== GIVEN RECORDS ==

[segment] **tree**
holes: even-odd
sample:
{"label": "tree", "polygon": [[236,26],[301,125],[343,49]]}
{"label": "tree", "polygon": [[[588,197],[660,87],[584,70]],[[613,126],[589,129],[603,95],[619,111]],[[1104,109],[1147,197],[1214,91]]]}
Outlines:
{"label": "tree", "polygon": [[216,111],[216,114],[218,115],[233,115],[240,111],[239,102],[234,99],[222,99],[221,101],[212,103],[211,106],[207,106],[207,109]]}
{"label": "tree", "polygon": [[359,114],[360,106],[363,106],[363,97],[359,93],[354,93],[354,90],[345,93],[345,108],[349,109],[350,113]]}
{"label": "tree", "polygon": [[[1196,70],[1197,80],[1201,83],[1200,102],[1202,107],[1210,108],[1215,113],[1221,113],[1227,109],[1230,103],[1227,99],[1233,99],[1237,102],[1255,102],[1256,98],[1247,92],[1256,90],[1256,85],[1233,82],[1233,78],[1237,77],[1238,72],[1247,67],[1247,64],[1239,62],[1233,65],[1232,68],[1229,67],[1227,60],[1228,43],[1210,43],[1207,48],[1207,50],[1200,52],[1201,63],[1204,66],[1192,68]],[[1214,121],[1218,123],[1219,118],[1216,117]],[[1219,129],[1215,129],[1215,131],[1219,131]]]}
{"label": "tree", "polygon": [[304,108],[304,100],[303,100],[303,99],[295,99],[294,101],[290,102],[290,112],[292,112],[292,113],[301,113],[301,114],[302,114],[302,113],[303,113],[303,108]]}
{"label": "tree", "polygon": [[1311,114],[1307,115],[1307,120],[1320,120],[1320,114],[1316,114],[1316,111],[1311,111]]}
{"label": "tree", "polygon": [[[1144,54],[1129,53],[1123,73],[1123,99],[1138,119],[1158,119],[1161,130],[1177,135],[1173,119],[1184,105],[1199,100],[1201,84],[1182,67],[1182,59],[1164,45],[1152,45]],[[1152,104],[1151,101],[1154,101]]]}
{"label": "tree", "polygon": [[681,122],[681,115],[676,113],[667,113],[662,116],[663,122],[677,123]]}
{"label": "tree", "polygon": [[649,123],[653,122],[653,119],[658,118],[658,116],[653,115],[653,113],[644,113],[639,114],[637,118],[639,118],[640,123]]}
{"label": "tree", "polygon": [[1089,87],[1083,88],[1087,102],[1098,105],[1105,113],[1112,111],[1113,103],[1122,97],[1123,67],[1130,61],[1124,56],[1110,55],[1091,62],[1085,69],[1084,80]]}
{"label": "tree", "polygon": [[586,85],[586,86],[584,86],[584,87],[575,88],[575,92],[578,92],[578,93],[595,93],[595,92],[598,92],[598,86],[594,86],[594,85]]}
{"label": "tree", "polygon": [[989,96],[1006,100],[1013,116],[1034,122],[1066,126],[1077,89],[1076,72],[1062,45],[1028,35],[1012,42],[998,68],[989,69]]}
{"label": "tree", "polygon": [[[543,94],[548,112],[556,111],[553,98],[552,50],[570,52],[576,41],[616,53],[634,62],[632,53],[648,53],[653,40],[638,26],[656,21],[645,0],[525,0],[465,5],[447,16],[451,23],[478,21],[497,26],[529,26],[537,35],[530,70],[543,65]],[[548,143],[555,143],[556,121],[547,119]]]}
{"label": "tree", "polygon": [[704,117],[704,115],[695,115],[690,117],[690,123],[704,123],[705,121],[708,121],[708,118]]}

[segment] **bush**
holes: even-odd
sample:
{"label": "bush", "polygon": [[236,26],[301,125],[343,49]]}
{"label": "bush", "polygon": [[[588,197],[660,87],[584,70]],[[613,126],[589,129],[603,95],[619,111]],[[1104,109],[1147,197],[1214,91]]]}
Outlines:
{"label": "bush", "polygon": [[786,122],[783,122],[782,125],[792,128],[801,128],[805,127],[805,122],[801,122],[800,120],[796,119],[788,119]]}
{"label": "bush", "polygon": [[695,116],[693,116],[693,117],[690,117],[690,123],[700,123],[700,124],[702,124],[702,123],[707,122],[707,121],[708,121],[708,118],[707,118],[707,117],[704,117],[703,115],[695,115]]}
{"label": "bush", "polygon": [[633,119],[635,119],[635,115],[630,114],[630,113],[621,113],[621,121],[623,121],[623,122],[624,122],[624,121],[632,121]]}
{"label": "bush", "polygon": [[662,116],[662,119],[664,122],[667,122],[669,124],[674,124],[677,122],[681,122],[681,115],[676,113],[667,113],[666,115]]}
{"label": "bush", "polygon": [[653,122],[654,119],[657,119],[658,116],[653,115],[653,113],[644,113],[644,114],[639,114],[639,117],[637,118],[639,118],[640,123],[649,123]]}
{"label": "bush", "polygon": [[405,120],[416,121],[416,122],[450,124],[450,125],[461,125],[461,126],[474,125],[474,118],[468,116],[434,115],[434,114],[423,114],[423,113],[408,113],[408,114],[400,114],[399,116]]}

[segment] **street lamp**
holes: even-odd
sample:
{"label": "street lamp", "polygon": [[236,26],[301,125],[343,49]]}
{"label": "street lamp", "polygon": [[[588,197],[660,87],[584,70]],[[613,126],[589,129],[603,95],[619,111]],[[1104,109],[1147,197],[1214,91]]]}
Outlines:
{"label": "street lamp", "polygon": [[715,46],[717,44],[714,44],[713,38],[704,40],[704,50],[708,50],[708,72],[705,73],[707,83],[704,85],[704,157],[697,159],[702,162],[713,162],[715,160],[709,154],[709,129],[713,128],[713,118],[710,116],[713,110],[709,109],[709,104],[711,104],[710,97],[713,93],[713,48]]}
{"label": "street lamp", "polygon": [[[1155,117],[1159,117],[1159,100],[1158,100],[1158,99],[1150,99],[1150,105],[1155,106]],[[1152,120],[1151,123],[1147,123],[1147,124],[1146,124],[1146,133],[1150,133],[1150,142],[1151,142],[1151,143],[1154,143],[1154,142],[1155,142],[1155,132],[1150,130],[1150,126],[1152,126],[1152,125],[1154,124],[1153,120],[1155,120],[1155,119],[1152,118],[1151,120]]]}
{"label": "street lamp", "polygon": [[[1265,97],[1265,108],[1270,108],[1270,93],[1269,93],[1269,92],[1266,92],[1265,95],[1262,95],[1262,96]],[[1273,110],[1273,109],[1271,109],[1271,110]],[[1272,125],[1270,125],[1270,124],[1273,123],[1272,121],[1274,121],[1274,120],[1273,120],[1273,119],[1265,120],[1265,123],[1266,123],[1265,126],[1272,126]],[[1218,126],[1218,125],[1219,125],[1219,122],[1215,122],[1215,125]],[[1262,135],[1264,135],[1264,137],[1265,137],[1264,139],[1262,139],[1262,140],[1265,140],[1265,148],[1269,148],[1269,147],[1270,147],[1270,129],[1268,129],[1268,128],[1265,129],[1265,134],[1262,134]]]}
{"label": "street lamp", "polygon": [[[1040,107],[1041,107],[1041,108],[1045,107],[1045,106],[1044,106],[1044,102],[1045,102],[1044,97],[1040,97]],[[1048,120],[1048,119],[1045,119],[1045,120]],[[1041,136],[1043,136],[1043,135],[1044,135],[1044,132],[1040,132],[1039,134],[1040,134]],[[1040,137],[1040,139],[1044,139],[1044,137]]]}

===

## [BRIEF]
Every line above that holds "segment" counts once; state the total and nothing else.

## [RESULT OF THIS EXERCISE]
3